What is needed is a word-for-word restatement of all the entries.
Start of DATA RECORDS
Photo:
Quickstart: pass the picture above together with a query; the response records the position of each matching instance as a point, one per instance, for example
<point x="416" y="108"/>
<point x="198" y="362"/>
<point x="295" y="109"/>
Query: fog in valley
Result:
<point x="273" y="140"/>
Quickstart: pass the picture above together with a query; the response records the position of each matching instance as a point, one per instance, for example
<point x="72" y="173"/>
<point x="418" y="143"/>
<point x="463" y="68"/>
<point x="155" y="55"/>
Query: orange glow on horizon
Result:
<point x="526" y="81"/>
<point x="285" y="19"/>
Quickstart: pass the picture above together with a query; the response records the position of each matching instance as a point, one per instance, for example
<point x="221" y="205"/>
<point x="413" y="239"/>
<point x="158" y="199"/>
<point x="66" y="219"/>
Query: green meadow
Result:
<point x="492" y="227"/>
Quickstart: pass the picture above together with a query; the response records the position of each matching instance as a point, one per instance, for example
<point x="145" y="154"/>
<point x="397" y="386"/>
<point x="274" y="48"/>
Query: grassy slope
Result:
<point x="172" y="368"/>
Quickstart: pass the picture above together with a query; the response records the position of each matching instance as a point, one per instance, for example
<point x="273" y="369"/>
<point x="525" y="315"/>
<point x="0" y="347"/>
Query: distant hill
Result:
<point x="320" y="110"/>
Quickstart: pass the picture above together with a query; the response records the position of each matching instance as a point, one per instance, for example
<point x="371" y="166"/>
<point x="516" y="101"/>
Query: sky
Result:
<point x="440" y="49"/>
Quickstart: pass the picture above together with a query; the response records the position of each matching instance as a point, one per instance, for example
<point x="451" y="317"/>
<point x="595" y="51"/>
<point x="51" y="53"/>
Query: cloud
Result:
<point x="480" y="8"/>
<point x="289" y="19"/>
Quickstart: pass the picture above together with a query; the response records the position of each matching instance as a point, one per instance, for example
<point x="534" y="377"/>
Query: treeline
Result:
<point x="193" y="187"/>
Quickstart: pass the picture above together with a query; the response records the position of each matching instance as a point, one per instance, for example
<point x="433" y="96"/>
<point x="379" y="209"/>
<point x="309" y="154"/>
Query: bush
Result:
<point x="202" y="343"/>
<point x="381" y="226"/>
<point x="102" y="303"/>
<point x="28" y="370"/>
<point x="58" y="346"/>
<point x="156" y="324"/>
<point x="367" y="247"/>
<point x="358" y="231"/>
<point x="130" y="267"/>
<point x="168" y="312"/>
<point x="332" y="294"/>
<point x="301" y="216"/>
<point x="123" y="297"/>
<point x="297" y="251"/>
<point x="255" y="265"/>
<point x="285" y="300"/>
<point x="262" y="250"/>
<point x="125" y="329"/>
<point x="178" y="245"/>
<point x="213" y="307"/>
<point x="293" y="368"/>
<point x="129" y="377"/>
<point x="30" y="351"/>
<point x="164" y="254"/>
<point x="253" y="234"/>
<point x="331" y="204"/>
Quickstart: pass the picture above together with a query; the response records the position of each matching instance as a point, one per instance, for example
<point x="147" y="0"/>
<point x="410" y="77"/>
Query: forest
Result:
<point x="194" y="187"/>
End of DATA RECORDS
**ANSWER TO THIS EXERCISE**
Photo:
Quickstart: pass the picture above together with a query; the response records the position of each matching instance as a point, one per instance, for example
<point x="416" y="108"/>
<point x="198" y="362"/>
<point x="295" y="109"/>
Query: fog in valley
Result:
<point x="273" y="140"/>
Quickstart: pass the picture above together with a query; the response records the position of each matching instance as a point, one per instance, for example
<point x="72" y="173"/>
<point x="418" y="143"/>
<point x="463" y="68"/>
<point x="155" y="55"/>
Query: orange glow on horizon
Result:
<point x="526" y="81"/>
<point x="285" y="19"/>
Quickstart: pass the picture above together with a query; the response records the position of each matching instance as a point, one per instance, for example
<point x="221" y="205"/>
<point x="413" y="239"/>
<point x="158" y="199"/>
<point x="66" y="219"/>
Query: green meadow
Result:
<point x="492" y="227"/>
Quickstart: pass the picture above together with a query; the response records the position of each matching instance as a point, one per instance, for example
<point x="145" y="154"/>
<point x="397" y="386"/>
<point x="274" y="48"/>
Query: grassy slope
Result:
<point x="172" y="368"/>
Quickstart: pass the picture above together with a query; the response records the position of each matching instance as a point, one per instance, for example
<point x="273" y="369"/>
<point x="525" y="315"/>
<point x="0" y="347"/>
Query: distant hill
Result:
<point x="320" y="110"/>
Quickstart: pass the picture above together with a query; the response records the position of each matching instance as a point, one per instance, for example
<point x="371" y="166"/>
<point x="516" y="101"/>
Query: sky
Result:
<point x="440" y="49"/>
Quickstart: pass the picture above together with a query; the response records the position of each matching instance as a point, one per instance, for example
<point x="451" y="317"/>
<point x="595" y="51"/>
<point x="51" y="53"/>
Query: cloud
Result:
<point x="480" y="8"/>
<point x="289" y="19"/>
Quickstart: pass the picture above together with a query; the response records the position of each matching instance as a point, one per instance, for example
<point x="534" y="377"/>
Query: treeline
Result:
<point x="193" y="187"/>
Quickstart: pass the picture above together with a query; the response records the position of each matching instance as a point, one per instance, for example
<point x="433" y="96"/>
<point x="379" y="209"/>
<point x="309" y="154"/>
Query: bush
Result:
<point x="202" y="343"/>
<point x="381" y="226"/>
<point x="102" y="303"/>
<point x="28" y="370"/>
<point x="58" y="346"/>
<point x="156" y="324"/>
<point x="367" y="247"/>
<point x="358" y="231"/>
<point x="130" y="267"/>
<point x="168" y="312"/>
<point x="332" y="294"/>
<point x="301" y="216"/>
<point x="123" y="297"/>
<point x="297" y="251"/>
<point x="255" y="265"/>
<point x="285" y="300"/>
<point x="262" y="250"/>
<point x="125" y="329"/>
<point x="178" y="245"/>
<point x="213" y="307"/>
<point x="293" y="368"/>
<point x="129" y="377"/>
<point x="30" y="351"/>
<point x="164" y="254"/>
<point x="253" y="234"/>
<point x="331" y="204"/>
Quickstart: pass the picture above together with a query; the response records the position of each matching instance as a point, one per instance, for example
<point x="147" y="0"/>
<point x="410" y="77"/>
Query: forest
Result:
<point x="194" y="187"/>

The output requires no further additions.